What to produce: Could you convert each line of the items below into a JSON list of strings, one string per line, with blank lines left out?

Material supplied:

▬▬▬▬▬▬▬▬▬▬

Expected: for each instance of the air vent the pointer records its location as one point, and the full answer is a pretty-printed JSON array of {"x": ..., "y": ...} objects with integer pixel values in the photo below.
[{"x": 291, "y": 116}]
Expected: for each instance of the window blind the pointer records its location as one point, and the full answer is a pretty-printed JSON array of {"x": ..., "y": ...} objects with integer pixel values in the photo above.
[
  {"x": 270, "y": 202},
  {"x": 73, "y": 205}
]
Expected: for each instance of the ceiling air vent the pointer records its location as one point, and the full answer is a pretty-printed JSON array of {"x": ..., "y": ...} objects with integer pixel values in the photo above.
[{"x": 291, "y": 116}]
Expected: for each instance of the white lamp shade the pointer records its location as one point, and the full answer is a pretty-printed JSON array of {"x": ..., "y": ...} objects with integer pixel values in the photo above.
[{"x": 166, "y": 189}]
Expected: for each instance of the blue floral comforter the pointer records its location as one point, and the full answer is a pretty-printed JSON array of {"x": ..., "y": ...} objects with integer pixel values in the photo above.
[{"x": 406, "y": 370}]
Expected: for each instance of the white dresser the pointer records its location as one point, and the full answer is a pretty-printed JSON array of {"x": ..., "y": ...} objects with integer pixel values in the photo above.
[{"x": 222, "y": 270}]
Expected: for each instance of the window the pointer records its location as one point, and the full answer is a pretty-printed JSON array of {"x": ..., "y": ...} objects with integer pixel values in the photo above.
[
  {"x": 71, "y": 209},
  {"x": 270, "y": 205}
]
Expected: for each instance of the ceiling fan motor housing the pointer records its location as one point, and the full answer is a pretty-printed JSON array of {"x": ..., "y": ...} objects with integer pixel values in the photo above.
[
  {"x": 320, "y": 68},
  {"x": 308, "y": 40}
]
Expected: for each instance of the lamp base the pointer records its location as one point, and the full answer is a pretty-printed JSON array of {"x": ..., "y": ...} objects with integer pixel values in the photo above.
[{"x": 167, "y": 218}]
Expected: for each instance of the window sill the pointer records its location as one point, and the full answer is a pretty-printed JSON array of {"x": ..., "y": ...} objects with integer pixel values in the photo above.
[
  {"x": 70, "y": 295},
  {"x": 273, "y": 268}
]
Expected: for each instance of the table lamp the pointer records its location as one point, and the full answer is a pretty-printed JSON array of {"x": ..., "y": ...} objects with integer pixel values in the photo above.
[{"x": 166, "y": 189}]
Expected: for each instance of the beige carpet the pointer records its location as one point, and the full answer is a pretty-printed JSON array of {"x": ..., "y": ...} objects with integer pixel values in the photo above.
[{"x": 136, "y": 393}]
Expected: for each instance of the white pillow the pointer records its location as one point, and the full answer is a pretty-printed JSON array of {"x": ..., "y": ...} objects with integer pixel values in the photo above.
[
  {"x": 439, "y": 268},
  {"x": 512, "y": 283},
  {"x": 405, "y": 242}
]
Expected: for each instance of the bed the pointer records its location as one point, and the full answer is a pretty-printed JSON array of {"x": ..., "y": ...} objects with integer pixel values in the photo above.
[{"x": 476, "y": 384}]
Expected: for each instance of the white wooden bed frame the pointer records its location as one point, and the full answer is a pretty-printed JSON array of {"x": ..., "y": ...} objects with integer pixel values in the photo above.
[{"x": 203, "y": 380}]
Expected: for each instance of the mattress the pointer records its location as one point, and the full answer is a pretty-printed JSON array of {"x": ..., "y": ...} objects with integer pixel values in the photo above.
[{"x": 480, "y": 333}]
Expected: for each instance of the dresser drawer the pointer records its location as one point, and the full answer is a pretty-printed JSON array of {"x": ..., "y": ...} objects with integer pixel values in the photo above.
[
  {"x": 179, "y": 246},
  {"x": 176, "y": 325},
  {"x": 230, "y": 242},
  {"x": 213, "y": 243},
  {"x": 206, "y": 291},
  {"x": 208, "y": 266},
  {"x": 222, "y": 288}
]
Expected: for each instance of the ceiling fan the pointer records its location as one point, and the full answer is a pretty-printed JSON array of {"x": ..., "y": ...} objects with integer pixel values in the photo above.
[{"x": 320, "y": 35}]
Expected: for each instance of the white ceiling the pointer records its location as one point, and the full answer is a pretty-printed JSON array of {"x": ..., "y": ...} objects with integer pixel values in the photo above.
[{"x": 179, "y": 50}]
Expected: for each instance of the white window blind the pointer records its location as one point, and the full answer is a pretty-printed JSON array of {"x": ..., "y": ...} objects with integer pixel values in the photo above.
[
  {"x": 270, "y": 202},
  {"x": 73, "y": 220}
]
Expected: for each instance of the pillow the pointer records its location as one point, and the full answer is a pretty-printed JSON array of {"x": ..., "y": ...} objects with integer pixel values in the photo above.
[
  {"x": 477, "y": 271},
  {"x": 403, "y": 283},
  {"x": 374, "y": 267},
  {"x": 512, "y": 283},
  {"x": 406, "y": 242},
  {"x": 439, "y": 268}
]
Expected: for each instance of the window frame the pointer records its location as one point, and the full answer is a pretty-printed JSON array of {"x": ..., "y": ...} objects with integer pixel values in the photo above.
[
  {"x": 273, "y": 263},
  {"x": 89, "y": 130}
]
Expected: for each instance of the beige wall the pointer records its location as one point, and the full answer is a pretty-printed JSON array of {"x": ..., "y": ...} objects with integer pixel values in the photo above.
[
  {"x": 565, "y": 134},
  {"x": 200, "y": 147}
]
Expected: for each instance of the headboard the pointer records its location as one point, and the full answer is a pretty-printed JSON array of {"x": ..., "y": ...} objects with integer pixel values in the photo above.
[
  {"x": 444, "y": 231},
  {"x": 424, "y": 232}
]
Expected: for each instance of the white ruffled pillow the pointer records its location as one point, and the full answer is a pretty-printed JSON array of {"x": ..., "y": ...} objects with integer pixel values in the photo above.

▬▬▬▬▬▬▬▬▬▬

Expected output:
[
  "Expected: for each instance of the air vent the pointer records its location as one point, and the full answer is a pretty-printed JSON array of {\"x\": ..., \"y\": ...} objects with integer pixel values in the photo below.",
  "[{\"x\": 291, \"y\": 116}]",
  "Expected: for each instance of the window blind the pointer records its location as one point, and the full answer is a pretty-printed JSON array of {\"x\": ..., \"y\": ...} objects with integer pixel values in the photo above.",
  "[",
  "  {\"x\": 270, \"y\": 202},",
  "  {\"x\": 73, \"y\": 205}",
  "]",
  "Expected: for each instance of the ceiling air vent the pointer records its location as one point, and the full answer is a pretty-printed JSON array of {\"x\": ..., \"y\": ...} objects with integer pixel values in the photo above.",
  "[{\"x\": 291, \"y\": 116}]",
  "Expected: for each instance of the white lamp shade the pointer records its location as one point, and the full answer is a pretty-printed JSON array of {\"x\": ..., \"y\": ...} objects with integer pixel values in the photo above.",
  "[{\"x\": 166, \"y\": 189}]",
  "Expected: for each instance of the blue floral comforter the pointer records its location as one point, and the full answer is a pretty-printed JSON array of {\"x\": ..., \"y\": ...} objects with integer pixel values in the photo above.",
  "[{\"x\": 406, \"y\": 370}]",
  "Expected: for each instance of the white dresser the pointer records its location as one point, and the full answer is a pretty-printed JSON array of {\"x\": ..., \"y\": ...} objects with integer pixel values in the photo above.",
  "[{\"x\": 222, \"y\": 270}]",
  "Expected: for each instance of the window the pointer records its location as one point, and the full answer is a pretty-printed JSON array of {\"x\": ..., \"y\": ...} objects with integer pixel values in the photo above.",
  "[",
  "  {\"x\": 71, \"y\": 209},",
  "  {\"x\": 270, \"y\": 205}",
  "]",
  "Expected: for each instance of the ceiling fan motor housing the pointer records its location as one point, and the full answer is a pretty-printed JSON array of {\"x\": ..., \"y\": ...} objects with integer pixel values in the photo above.",
  "[",
  "  {\"x\": 320, \"y\": 68},",
  "  {\"x\": 308, \"y\": 40}",
  "]",
  "Expected: for each instance of the lamp base the pointer records its location as one point, and the full answer is a pretty-printed JSON array of {\"x\": ..., \"y\": ...} objects with integer pixel values in the photo above.",
  "[{\"x\": 167, \"y\": 218}]",
  "Expected: for each instance of the window sill the pointer records its location as one point, and the full answer is a pretty-printed JSON array of {\"x\": ..., \"y\": ...} objects with integer pixel values in the photo above.",
  "[",
  "  {\"x\": 70, \"y\": 295},",
  "  {\"x\": 273, \"y\": 268}",
  "]",
  "Expected: for each instance of the table lamp the pointer records its location as one point, and the full answer is a pretty-printed JSON array of {\"x\": ..., \"y\": ...} objects with integer pixel values in the photo above.",
  "[{\"x\": 166, \"y\": 189}]",
  "Expected: for each instance of the beige carpet the pointer records its location as one point, and the full answer is a pretty-printed JSON array of {\"x\": ..., \"y\": ...} objects with integer pixel values in the photo above.",
  "[{\"x\": 136, \"y\": 393}]",
  "Expected: for each instance of the white pillow the pointer records its location as one point, and the full answer is a pretty-printed JSON array of {\"x\": ..., \"y\": ...} objects with integer pixel values in the photo above.",
  "[",
  "  {\"x\": 439, \"y\": 268},",
  "  {\"x\": 512, \"y\": 283},",
  "  {\"x\": 405, \"y\": 242}",
  "]",
  "Expected: for each instance of the bed the pointer records its location as one point, and the full answer is a pretty-printed JSON array of {\"x\": ..., \"y\": ...} objects with integer pixel values in the photo above.",
  "[{\"x\": 476, \"y\": 384}]",
  "Expected: for each instance of the white wooden bed frame the pointer records its location as one point, and the full answer is a pretty-printed JSON array of {\"x\": ..., \"y\": ...} objects with integer pixel values in the photo above.",
  "[{\"x\": 203, \"y\": 380}]",
  "Expected: for each instance of the mattress the pointer records its location as one point, and the full answer is a pretty-printed JSON array of {\"x\": ..., \"y\": ...} objects with integer pixel values in the photo above.",
  "[{\"x\": 480, \"y\": 333}]",
  "Expected: for each instance of the dresser drawer the pointer records its location as one point, and the full answer is a pretty-printed JSON array of {\"x\": ..., \"y\": ...} objects with integer pixel values in the photo above.",
  "[",
  "  {\"x\": 179, \"y\": 246},",
  "  {\"x\": 176, \"y\": 325},",
  "  {\"x\": 230, \"y\": 242},",
  "  {\"x\": 213, \"y\": 243},",
  "  {\"x\": 206, \"y\": 291},",
  "  {\"x\": 208, \"y\": 266},",
  "  {\"x\": 222, \"y\": 288}",
  "]",
  "Expected: for each instance of the ceiling fan the pointer records its location as one point, and the full answer is a pretty-printed JSON array of {\"x\": ..., \"y\": ...} objects with integer pixel values in the photo above.",
  "[{\"x\": 320, \"y\": 35}]",
  "Expected: for each instance of the white ceiling the pointer records its location as one point, and the full answer is a pretty-printed JSON array of {\"x\": ..., \"y\": ...} objects with integer pixel values in the photo above.",
  "[{\"x\": 179, \"y\": 50}]",
  "Expected: for each instance of the white window blind the pointer records its location as one point, and the full answer is a pretty-printed JSON array of {\"x\": ..., \"y\": ...} objects with integer pixel values in the photo above.",
  "[",
  "  {\"x\": 270, \"y\": 202},",
  "  {\"x\": 73, \"y\": 220}",
  "]",
  "Expected: for each instance of the pillow the pointer records its location as one point, and the full answer is a pretty-printed JSON array of {\"x\": ..., \"y\": ...} objects with integer pixel values in the photo above.",
  "[",
  "  {\"x\": 477, \"y\": 271},",
  "  {\"x\": 403, \"y\": 283},",
  "  {\"x\": 374, \"y\": 267},",
  "  {\"x\": 512, \"y\": 283},",
  "  {\"x\": 406, \"y\": 242},",
  "  {\"x\": 439, \"y\": 268}",
  "]",
  "Expected: for each instance of the window frame the pointer records its location as one point, and the full answer is a pretty-printed JSON array of {\"x\": ..., \"y\": ...} objects with integer pixel values in the photo above.",
  "[",
  "  {\"x\": 273, \"y\": 263},",
  "  {\"x\": 89, \"y\": 130}",
  "]",
  "Expected: for each instance of the beige wall the pointer records its location as one point, and the full answer is a pretty-printed JSON array of {\"x\": ..., \"y\": ...} objects with integer pixel values in the photo above.",
  "[",
  "  {\"x\": 565, \"y\": 134},",
  "  {\"x\": 200, \"y\": 147}",
  "]",
  "Expected: for each instance of the headboard the pointer records its location as one point, and the full answer is a pretty-printed JSON array of {\"x\": ..., \"y\": ...} objects with integer pixel values in the photo above.",
  "[",
  "  {\"x\": 444, \"y\": 231},",
  "  {\"x\": 424, \"y\": 232}",
  "]",
  "Expected: for each instance of the white ruffled pillow the pointer records its location as one point, and the full answer is a pretty-printed JSON array of {\"x\": ..., \"y\": ...} objects with integer pixel values in the photo above."
]